JOB> Please convert the lines below into a Markdown table with the columns Row and Line, numbering each row and leaving out blank lines.

EXERCISE MATERIALS>
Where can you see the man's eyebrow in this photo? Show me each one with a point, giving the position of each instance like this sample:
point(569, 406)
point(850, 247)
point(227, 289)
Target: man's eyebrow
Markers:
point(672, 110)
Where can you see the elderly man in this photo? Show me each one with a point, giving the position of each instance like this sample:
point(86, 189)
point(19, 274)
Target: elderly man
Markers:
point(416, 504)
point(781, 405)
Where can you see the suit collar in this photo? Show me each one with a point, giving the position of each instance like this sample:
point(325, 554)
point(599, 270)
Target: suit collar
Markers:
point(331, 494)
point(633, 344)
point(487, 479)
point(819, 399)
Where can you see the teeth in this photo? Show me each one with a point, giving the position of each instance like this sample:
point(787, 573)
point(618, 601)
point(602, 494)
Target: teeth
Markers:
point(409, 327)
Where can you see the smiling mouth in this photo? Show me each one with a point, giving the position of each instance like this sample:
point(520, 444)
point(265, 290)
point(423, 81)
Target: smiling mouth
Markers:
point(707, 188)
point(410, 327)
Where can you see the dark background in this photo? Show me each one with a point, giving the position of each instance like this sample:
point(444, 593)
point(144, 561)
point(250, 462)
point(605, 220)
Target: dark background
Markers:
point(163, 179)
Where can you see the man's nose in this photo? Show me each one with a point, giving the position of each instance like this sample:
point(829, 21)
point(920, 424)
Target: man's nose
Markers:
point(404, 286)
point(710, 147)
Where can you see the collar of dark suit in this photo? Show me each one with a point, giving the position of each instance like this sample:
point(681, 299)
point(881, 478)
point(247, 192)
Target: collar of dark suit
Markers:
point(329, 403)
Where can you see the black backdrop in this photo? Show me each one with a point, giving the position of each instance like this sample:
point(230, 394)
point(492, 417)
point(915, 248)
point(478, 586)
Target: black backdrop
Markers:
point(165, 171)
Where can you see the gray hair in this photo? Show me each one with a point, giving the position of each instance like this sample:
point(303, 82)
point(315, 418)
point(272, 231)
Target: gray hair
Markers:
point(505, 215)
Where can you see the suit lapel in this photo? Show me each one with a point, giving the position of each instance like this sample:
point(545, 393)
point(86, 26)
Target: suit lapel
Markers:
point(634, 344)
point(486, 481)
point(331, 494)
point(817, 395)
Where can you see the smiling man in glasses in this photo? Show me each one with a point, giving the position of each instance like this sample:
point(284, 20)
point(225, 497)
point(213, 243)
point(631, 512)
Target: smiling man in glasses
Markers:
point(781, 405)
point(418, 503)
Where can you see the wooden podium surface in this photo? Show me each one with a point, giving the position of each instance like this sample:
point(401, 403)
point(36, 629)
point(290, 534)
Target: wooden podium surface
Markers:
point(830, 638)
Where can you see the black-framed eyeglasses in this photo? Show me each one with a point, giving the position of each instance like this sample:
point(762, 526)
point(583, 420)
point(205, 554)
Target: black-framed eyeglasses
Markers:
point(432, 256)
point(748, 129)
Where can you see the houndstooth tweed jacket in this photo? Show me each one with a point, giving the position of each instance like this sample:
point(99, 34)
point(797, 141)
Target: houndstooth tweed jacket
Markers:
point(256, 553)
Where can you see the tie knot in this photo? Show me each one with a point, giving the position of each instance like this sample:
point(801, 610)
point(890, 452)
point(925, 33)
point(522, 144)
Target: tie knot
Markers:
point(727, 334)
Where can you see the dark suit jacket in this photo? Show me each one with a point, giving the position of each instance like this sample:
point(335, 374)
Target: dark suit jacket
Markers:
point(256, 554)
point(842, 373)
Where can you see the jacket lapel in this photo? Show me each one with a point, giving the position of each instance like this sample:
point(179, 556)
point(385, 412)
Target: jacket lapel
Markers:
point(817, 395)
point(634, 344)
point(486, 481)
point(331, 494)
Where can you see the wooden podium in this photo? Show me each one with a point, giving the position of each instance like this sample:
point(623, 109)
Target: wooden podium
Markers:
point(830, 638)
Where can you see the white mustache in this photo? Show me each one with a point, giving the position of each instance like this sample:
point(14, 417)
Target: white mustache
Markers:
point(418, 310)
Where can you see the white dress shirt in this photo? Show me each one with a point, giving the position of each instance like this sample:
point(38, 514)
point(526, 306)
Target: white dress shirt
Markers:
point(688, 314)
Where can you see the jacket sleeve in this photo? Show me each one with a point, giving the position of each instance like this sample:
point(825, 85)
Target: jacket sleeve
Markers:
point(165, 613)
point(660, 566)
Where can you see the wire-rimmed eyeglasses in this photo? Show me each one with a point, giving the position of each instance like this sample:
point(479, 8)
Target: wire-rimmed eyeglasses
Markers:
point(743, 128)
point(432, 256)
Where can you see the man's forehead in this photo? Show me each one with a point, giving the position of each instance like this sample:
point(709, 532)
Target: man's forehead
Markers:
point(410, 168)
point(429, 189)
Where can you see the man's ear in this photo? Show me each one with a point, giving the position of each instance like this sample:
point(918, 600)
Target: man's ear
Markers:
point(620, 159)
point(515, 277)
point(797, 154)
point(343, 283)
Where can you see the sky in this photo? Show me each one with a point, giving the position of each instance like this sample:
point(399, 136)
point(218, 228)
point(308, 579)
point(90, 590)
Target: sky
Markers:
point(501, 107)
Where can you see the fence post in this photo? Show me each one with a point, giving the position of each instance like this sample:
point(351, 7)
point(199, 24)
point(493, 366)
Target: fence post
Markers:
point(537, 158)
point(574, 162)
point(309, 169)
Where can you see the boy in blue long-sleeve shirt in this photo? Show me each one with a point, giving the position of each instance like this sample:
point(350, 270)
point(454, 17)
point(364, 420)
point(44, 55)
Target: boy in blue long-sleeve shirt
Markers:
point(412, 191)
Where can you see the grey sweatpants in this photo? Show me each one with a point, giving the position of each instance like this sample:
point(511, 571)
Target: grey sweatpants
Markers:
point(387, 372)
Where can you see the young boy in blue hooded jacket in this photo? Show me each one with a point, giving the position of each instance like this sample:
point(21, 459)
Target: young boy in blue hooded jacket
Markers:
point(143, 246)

EXPECTED ANSWER>
| Row | Line |
|---|---|
| 1 | Where can you see the man's eyebrow in this photo? Show me each one with a point, giving the position of each instance like this sample: |
| 2 | point(569, 406) |
| 3 | point(850, 247) |
| 4 | point(227, 289) |
| 5 | Target: man's eyebrow |
| 6 | Markers: |
| 7 | point(672, 110) |
| 8 | Where can you see the elderly man in this photo? Show me each one with a point, giving the position of each instance like this sample: |
| 9 | point(86, 189) |
| 10 | point(19, 274) |
| 11 | Target: elderly man |
| 12 | Markers: |
| 13 | point(416, 504) |
| 14 | point(781, 405) |
| 15 | Where can you see the suit collar in this photo? Show me each one with a point, giving the position of each instance like this sample: |
| 16 | point(325, 554) |
| 17 | point(599, 270) |
| 18 | Target: suit collar |
| 19 | Markers: |
| 20 | point(331, 494) |
| 21 | point(633, 344) |
| 22 | point(487, 479) |
| 23 | point(819, 399) |
| 24 | Where can you see the teeth in this photo? Show me each one with a point, giving the position of each instance like this sample: |
| 25 | point(787, 573) |
| 26 | point(618, 601) |
| 27 | point(602, 494) |
| 28 | Target: teeth |
| 29 | Markers: |
| 30 | point(409, 327) |
| 31 | Where can you see the smiling mouth in this photo? Show me each one with a point, giving the position of each instance like this sample: |
| 32 | point(520, 444) |
| 33 | point(265, 290) |
| 34 | point(423, 81) |
| 35 | Target: smiling mouth |
| 36 | Markers: |
| 37 | point(707, 188) |
| 38 | point(410, 327) |
| 39 | Where can you see the dark background in this photo? Show me each one with a point, giving the position of each instance like this sample: |
| 40 | point(444, 593) |
| 41 | point(144, 561) |
| 42 | point(250, 462) |
| 43 | point(605, 220) |
| 44 | Target: dark background |
| 45 | Markers: |
| 46 | point(163, 179) |
| 47 | Where can you see the man's nose in this photo? Show me each one with a point, giving the position of each instance like this sample: |
| 48 | point(829, 21) |
| 49 | point(920, 424) |
| 50 | Target: man's nose |
| 51 | Markers: |
| 52 | point(404, 286) |
| 53 | point(710, 147) |
| 54 | Where can you see the collar of dark suit in this photo? Show me each one with a point, giving the position of each instance like this sample: |
| 55 | point(681, 299) |
| 56 | point(881, 478) |
| 57 | point(247, 192) |
| 58 | Target: collar of dark suit |
| 59 | Markers: |
| 60 | point(329, 403) |
| 61 | Where can you see the black backdrop in this photo? Show me each one with a point, giving the position of each instance like this sample: |
| 62 | point(230, 394) |
| 63 | point(492, 417) |
| 64 | point(915, 248) |
| 65 | point(478, 586) |
| 66 | Target: black backdrop |
| 67 | Markers: |
| 68 | point(165, 171) |
| 69 | Where can you see the gray hair in this photo? Show me each one with a point, giving the position of each instance like this sample: |
| 70 | point(303, 82) |
| 71 | point(315, 418) |
| 72 | point(272, 231) |
| 73 | Target: gray hair |
| 74 | Markers: |
| 75 | point(505, 215) |
| 76 | Where can you see the suit lapel in this photo? Show me each one with a point, giving the position of each instance like this sample: |
| 77 | point(545, 393) |
| 78 | point(86, 26) |
| 79 | Target: suit lapel |
| 80 | Markers: |
| 81 | point(634, 344) |
| 82 | point(486, 481) |
| 83 | point(331, 494) |
| 84 | point(817, 395) |
| 85 | Where can you see the smiling man in glasses in this photo? Show me each one with a point, giving the position of each instance like this sample: |
| 86 | point(284, 20) |
| 87 | point(225, 497) |
| 88 | point(213, 243) |
| 89 | point(631, 512) |
| 90 | Target: smiling man in glasses |
| 91 | Markers: |
| 92 | point(781, 405) |
| 93 | point(418, 503) |
| 94 | Where can you see the wooden podium surface in this photo? Show me each one with a point, giving the position of each instance like this sample: |
| 95 | point(401, 403) |
| 96 | point(36, 629) |
| 97 | point(290, 534) |
| 98 | Target: wooden podium surface |
| 99 | Markers: |
| 100 | point(830, 638) |
| 101 | Where can you see the black-framed eyeglasses in this photo? Show me each one with a point, giving the position of each instance like this sample: |
| 102 | point(762, 526) |
| 103 | point(583, 420) |
| 104 | point(205, 554) |
| 105 | Target: black-framed eyeglasses |
| 106 | Markers: |
| 107 | point(432, 256) |
| 108 | point(748, 129) |
| 109 | Where can you see the houndstooth tweed jacket in this photo? Show me each one with a point, giving the position of each instance like this sample: |
| 110 | point(99, 34) |
| 111 | point(797, 141) |
| 112 | Target: houndstooth tweed jacket |
| 113 | Markers: |
| 114 | point(256, 553) |
| 115 | Where can you see the tie knot in this photo? Show me each one with a point, giving the position of each instance like this sample: |
| 116 | point(801, 610) |
| 117 | point(890, 452) |
| 118 | point(925, 33) |
| 119 | point(522, 144) |
| 120 | Target: tie knot |
| 121 | Markers: |
| 122 | point(727, 334) |
| 123 | Where can you see the dark suit jacket in this photo? Show me each one with a point, giving the position of each instance like this sample: |
| 124 | point(335, 374) |
| 125 | Target: dark suit jacket |
| 126 | Markers: |
| 127 | point(256, 554) |
| 128 | point(842, 373) |
| 129 | Where can you see the jacket lapel in this photo? Show me each one with a point, giving the position of each instance like this sample: |
| 130 | point(179, 556) |
| 131 | point(385, 412) |
| 132 | Target: jacket lapel |
| 133 | Markers: |
| 134 | point(817, 395) |
| 135 | point(634, 344) |
| 136 | point(486, 481) |
| 137 | point(331, 494) |
| 138 | Where can you see the wooden podium in this photo? Show me each one with a point, giving the position of each instance like this sample: |
| 139 | point(623, 109) |
| 140 | Target: wooden podium |
| 141 | Markers: |
| 142 | point(830, 638) |
| 143 | Where can you see the white mustache in this photo? Show me each one with a point, giving the position of each instance like this sample: |
| 144 | point(14, 417) |
| 145 | Target: white mustache |
| 146 | Markers: |
| 147 | point(418, 310) |
| 148 | Where can you see the white dress shirt in this photo? Show me each one with a point, giving the position of each instance like this sample: |
| 149 | point(38, 514) |
| 150 | point(526, 306) |
| 151 | Target: white dress shirt |
| 152 | Markers: |
| 153 | point(688, 314) |
| 154 | Where can you see the jacket sleeve in this photo? Show me each one with a point, giving the position of each instance like this sample: |
| 155 | point(825, 85) |
| 156 | Target: jacket sleeve |
| 157 | Markers: |
| 158 | point(165, 613) |
| 159 | point(660, 566) |
| 160 | Where can you see the wire-rimmed eyeglasses in this photo? Show me each one with a point, giving the position of each instance like this sample: |
| 161 | point(479, 8) |
| 162 | Target: wire-rimmed eyeglasses |
| 163 | Markers: |
| 164 | point(743, 128) |
| 165 | point(432, 256) |
| 166 | Where can you see the man's forehead in this photo? Show me each one with a point, giving the position of each instance like this sample: |
| 167 | point(709, 532) |
| 168 | Target: man's forehead |
| 169 | Markers: |
| 170 | point(410, 168) |
| 171 | point(429, 189) |
| 172 | Where can you see the man's ear in this photo? Show me each one with a point, giving the position of each instance like this sample: |
| 173 | point(918, 600) |
| 174 | Target: man's ear |
| 175 | Markers: |
| 176 | point(620, 159) |
| 177 | point(515, 277) |
| 178 | point(797, 154) |
| 179 | point(343, 283) |
| 180 | Where can you see the sky in this photo? Show me each one with a point, giving the position of each instance like this sample: |
| 181 | point(399, 136) |
| 182 | point(218, 228) |
| 183 | point(308, 579) |
| 184 | point(90, 590) |
| 185 | Target: sky |
| 186 | Markers: |
| 187 | point(501, 107) |
| 188 | Where can you see the fence post in this photo? Show me each one with a point, giving the position of each instance like this sample: |
| 189 | point(351, 7) |
| 190 | point(199, 24) |
| 191 | point(493, 366) |
| 192 | Target: fence post |
| 193 | Markers: |
| 194 | point(537, 158) |
| 195 | point(574, 162) |
| 196 | point(309, 169) |
| 197 | Where can you see the boy in blue long-sleeve shirt in this photo? Show me each one with a point, giving the position of each instance like this sample: |
| 198 | point(350, 270) |
| 199 | point(454, 17) |
| 200 | point(364, 420) |
| 201 | point(44, 55) |
| 202 | Target: boy in blue long-sleeve shirt |
| 203 | Markers: |
| 204 | point(412, 191) |
| 205 | Where can you see the grey sweatpants in this photo? Show me each one with a point, giving the position of each instance like this sample: |
| 206 | point(511, 571) |
| 207 | Target: grey sweatpants |
| 208 | Markers: |
| 209 | point(387, 372) |
| 210 | Where can you see the young boy in blue hooded jacket in this photo? Show me each one with a point, giving the position of each instance like this sample: |
| 211 | point(21, 459) |
| 212 | Target: young boy in blue hooded jacket |
| 213 | Markers: |
| 214 | point(143, 246) |